Passage shown –
==================================================

Martha Olney, adjunct professor of economics | October 27, 2009

Data are the life blood of the social sciences.  Imagine you want to answer this question:  What is the impact of the availability of legal marriage on gay individuals?  You could refine the question to look at child rearing, or saving for retirement, or patterns of spending, or labor mobility, or any of a host of things.

You might want to design your study to compare gay and straight people in states with and without legal marriage.  How did the introduction of marriage in a state change behavior of gay individuals?

You might then want to expand your study to see whether the behavioral change is due to the availability of marriage in one’s home state, or the possibility of marrying even in a neighboring state.  Is it just making the commitment or also having that commitment recognized in my home community that matters?  And then you might want to expand your study further to see if the behavioral change is due to the availability of marriage in any state in the country.  If a couple from North Carolina travels to San Francisco and marries in October 2008 (Hi Chris & Darlene!), does being married alter their behavior?

You’d want to compare married individuals with those who are registered domestic partners, to see whether marriage per se matters.  And you’d want to look at the difference between marriage & domestic partnerships for gay individuals and then for straight individuals, to see if there’s a different marriage effect for one group than for the other.

You’d be doing the sort of work that is done by The Williams Institute at UCLA’s School of Law:  “advancing critical thought in the field of sexual orientation law and public policy.”  You’d be doing the sort of work captured in Gary Gates’ research summary, “Same-Sex Couples in the 2008 American Community Survey” — but with data for every state and for every couple, not just a sample.  (The ACS is great for some things, but how many gay married couples living in North Carolina are picked up by the ACS?  Probably not enough to analyze.)

Historian Margo Anderson of University of Wisconsin Milwaukee published a book twenty years ago entitled The American Census: A Social History (Yale UP, 1988).  You can find it in the Main or Moffitt library at HA37.U55 A53 1988.  The census questions evolve and change as our society evolves and changes.  Some of us are married now.  We’ll mark “married” when the census form comes.   Whether the census reports the data won’t change how married we are.  But how married we are might ultimately change what the census reports.

Comments to “Data! We want data! (so sayeth the social scientists)

==================================================

Material supplied –
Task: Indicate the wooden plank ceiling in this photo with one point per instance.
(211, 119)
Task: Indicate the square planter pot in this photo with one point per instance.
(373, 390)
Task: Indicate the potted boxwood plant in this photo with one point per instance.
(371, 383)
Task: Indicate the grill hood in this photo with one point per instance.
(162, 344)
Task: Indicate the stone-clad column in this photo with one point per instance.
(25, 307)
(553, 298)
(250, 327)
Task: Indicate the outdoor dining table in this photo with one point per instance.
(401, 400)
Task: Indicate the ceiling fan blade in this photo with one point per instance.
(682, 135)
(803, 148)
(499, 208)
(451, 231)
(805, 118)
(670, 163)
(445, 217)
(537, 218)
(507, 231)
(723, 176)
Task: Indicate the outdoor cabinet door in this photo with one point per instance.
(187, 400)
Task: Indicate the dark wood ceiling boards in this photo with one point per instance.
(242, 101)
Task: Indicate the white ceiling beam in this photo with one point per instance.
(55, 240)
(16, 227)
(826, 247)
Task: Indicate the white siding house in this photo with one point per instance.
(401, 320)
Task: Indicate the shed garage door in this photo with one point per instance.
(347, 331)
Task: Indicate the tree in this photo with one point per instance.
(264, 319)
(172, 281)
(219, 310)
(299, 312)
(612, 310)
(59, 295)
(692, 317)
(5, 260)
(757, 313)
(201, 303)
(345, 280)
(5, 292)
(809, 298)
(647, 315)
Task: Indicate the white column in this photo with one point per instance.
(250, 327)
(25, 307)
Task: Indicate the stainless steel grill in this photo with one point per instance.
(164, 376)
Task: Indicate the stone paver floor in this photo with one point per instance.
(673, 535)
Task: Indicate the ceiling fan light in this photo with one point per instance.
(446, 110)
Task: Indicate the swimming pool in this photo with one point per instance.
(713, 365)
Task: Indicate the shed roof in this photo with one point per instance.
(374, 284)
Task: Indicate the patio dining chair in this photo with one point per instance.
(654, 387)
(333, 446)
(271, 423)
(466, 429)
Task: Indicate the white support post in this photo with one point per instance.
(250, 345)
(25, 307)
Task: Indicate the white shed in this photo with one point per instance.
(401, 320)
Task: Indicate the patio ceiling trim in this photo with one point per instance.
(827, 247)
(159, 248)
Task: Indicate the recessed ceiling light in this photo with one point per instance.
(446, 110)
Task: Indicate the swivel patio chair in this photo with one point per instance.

==================================================

Exercise prompt – In the post on census data, which library or libraries hold Margo Anderson's book The American Census: A Social History?

Expected answer – The Main or Moffitt library, at HA37.U55 A53 1988.